START Reading text
# Waiting for the next invitation round on October 1



## reachsvinoth (Jun 9, 2012)

Hi all,

I have 65 points for 189 and have applied EOI on Sep 5...

I guess, per the Sep 15th invitation round results in the forum, some of the 65ers have started getting invites..

This has built my hopes.. From the forums I could see that a person applied on 14 July with 65 points has got an invite..

Is there anybody who applied later than that who got an invite with 65 points???


So what do you say guys.. for those who applied in August/September.. 
Do we stand a chance in October 1 round..

:ranger:

Do share your thoughts...


----------



## cosmos1981 (Jul 23, 2012)

hi,

even I am waiting for October round now 

regards


----------



## reachsvinoth (Jun 9, 2012)

I thought you would have got it..


----------



## Tas Burrfoot (Aug 4, 2012)

Did DIAC posted an announcement on the schedule of their next round of invites?

Will it be every fortnight as what happened in Sept?

How many invites? I hope it would be more than 450...


----------



## borntobeaussie (Nov 30, 2011)

Same for me, waiting for the announcement abt the number of places. I am sure people with 65 points will get invites this oct, point is what ant people who applied in september


----------



## bonza (Sep 16, 2012)

borntobeaussie said:


> Same for me, waiting for the announcement abt the number of places. I am sure people with 65 points will get invites this oct, point is what ant people who applied in september


Mate I don't mean to discourage anyone but keep in mind that an applicant regardless of their date is picked based on their points.

Only when there is a tie of points will they invite the applicants on first come first serve.

A total of 900 maximum invitations was specified for September. 

Good luck guys!


----------



## tshanmuganathan (Sep 8, 2012)

Hi All,

I have 6+ yrs of Exp in IT Industry. Cleared IELTS with 7.5 across all bands and waiting for Positive ACS Skills assessment.

I have 65 points EXCLUDING State Sponsorship.

I have few questions related to the Visa process. Your Valuable guidance is required.:

1) I have applied for ACS Assesment against "261314 SOFTWARE TESTER". So Software testers can apply ONLY for 190 State sponsorship Visa. Please correct me if I am wrong. 

2) If State sponsorship is the only option I can apply for Victoria and South Australia. Am I right ?

3) Once I get my assessment, Should I file EOI first or should I apply for state sponsorship ?

4) If EOI is the next step, then will I get invitation for 190 visa from the concerned states automatically ?

5) For VIC State Sponsorship, I have seen the eligibility and they ask for $40000 AUD as the savings. Any idea what kind of documents would they accept as a proof

6) I would be travelling along with my wife, so if that is the case then will state sponsorship depends on my wife's Language skills ?

I know I am too far from all these but want to get ready with the necessary documents if any.
END Reading text
* _Requirement 1_
Report each line in the records below that contains the string "water", matching case exactly.
START Provided records
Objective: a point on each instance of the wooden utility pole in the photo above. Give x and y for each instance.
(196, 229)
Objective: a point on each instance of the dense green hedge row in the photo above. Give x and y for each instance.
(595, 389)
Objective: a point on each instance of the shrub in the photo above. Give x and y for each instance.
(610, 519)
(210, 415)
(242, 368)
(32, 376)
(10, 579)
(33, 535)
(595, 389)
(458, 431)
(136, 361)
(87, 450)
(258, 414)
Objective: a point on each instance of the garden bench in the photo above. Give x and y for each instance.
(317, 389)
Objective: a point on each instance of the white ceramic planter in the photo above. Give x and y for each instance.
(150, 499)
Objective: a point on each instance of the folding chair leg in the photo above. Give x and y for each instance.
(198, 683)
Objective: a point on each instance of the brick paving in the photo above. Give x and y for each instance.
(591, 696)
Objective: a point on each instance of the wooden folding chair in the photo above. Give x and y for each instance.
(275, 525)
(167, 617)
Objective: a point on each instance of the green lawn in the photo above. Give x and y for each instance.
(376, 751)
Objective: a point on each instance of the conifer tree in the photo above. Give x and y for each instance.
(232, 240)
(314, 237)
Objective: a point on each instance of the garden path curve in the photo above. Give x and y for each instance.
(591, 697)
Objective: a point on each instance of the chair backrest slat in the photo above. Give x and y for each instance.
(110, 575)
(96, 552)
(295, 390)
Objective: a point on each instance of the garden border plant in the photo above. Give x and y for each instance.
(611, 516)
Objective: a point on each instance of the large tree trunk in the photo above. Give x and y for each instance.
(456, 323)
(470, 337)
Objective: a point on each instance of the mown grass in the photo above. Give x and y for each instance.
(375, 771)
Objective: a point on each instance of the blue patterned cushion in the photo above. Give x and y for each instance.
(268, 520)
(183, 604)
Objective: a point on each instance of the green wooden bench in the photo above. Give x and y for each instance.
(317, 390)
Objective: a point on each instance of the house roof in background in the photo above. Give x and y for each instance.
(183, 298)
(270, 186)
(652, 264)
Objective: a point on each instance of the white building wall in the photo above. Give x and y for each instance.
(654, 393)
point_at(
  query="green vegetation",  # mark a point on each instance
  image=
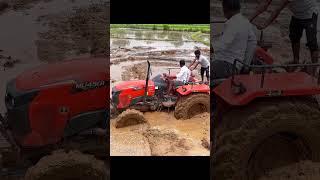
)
(197, 36)
(203, 28)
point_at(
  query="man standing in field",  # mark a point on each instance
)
(205, 64)
(238, 41)
(305, 17)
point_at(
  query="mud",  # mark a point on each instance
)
(62, 165)
(162, 136)
(305, 170)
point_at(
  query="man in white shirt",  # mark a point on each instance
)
(305, 17)
(203, 61)
(181, 78)
(238, 41)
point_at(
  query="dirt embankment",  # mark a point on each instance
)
(83, 31)
(163, 135)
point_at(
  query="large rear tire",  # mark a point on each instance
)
(129, 117)
(191, 105)
(305, 170)
(265, 135)
(72, 165)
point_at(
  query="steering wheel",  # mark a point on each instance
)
(164, 77)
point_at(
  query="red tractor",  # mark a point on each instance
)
(129, 97)
(60, 106)
(263, 120)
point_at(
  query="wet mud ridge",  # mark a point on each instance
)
(162, 135)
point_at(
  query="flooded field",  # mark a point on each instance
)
(163, 135)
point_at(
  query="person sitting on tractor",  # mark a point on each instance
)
(205, 64)
(238, 41)
(305, 16)
(181, 78)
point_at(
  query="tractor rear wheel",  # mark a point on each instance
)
(129, 117)
(72, 165)
(305, 170)
(265, 135)
(191, 105)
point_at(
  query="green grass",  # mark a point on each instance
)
(203, 28)
(197, 37)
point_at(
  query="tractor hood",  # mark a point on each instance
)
(78, 70)
(134, 84)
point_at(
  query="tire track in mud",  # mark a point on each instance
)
(160, 138)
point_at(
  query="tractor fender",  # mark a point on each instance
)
(194, 88)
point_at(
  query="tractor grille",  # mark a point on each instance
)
(17, 104)
(115, 97)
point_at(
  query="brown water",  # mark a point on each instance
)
(162, 136)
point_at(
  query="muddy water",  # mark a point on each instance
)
(163, 135)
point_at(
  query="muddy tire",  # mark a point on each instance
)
(72, 165)
(129, 117)
(191, 105)
(265, 135)
(305, 170)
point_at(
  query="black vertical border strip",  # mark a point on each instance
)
(160, 12)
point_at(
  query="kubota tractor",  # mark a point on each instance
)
(60, 108)
(263, 121)
(131, 97)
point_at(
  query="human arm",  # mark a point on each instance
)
(192, 63)
(195, 66)
(260, 9)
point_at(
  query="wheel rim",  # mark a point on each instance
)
(277, 151)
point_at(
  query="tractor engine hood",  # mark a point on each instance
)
(79, 71)
(134, 84)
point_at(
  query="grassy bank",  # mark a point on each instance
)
(197, 37)
(203, 28)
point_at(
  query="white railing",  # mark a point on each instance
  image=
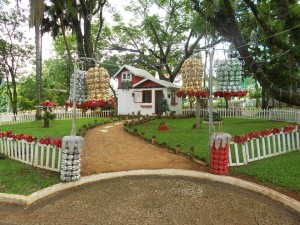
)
(7, 119)
(288, 115)
(263, 147)
(35, 154)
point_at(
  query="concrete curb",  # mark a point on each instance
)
(27, 200)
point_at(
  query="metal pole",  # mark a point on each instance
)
(73, 132)
(211, 56)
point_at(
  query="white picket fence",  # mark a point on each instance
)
(288, 114)
(35, 154)
(8, 119)
(263, 147)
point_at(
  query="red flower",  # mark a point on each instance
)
(57, 142)
(191, 92)
(289, 128)
(2, 134)
(45, 141)
(19, 136)
(9, 134)
(275, 130)
(29, 138)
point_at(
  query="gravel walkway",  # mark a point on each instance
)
(152, 200)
END Provided records
* _Requirement 2_
Continue the forum thread above about waiting for the October 1 invitation round, starting right after its final post.

* _Answer 1_
  query="brown water",  # mark a point on each instance
  query="muddy water",  # mark a point on each instance

* _Answer 2_
Please help me.


Thanks a ton,
HYD -> AUS !


----------



## OZ12 (Jun 15, 2012)

tshanmuganathan said:


> Hi All,
> 
> I have 6+ yrs of Exp in IT Industry. Cleared IELTS with 7.5 across all bands and waiting for Positive ACS Skills assessment.
> 
> ...



Thanks


----------



## Vivekananda (Sep 21, 2012)

*I am also waiting*

Hi guys,

Even I am also waiting for October 1st. Hope to get an invite.

Analyst Programmer | IELTS: 8.0 (L-8.5 R-9.0 W-7.0 S-7.5) | ACS Applied - 13.08.2012 | ACS Result +ve - 11.09.2012 | EOI Submitted - 19.09.2012 | 189 - 65 Points | 190 - 70 Points | VIC SS Applied - 19.09.2012 | VIC SS Acknowledged - 25.09.2012 | :ranger:


----------



## Tas Burrfoot (Aug 4, 2012)

Now waiting for an invite... Lodged our EOI yesterday!


----------



## Vivekananda (Sep 21, 2012)

Anyone who submitted EOI after 15th Sep got an invite here??


----------



## Tas Burrfoot (Aug 4, 2012)

Vivekananda said:


> Anyone who submitted EOI after 15th Sep got an invite here??


I did... Submitted on the 25th!


----------



## Vivekananda (Sep 21, 2012)

Congrats. But I believe you had 70 points. Mine is 65 submitted on 22nd.


----------



## spin123 (Feb 23, 2012)

Vivekananda said:


> Congrats. But I believe you had 70 points. Mine is 65 submitted on 22nd.


Did you get an invite? wht's ur ANZSCO code?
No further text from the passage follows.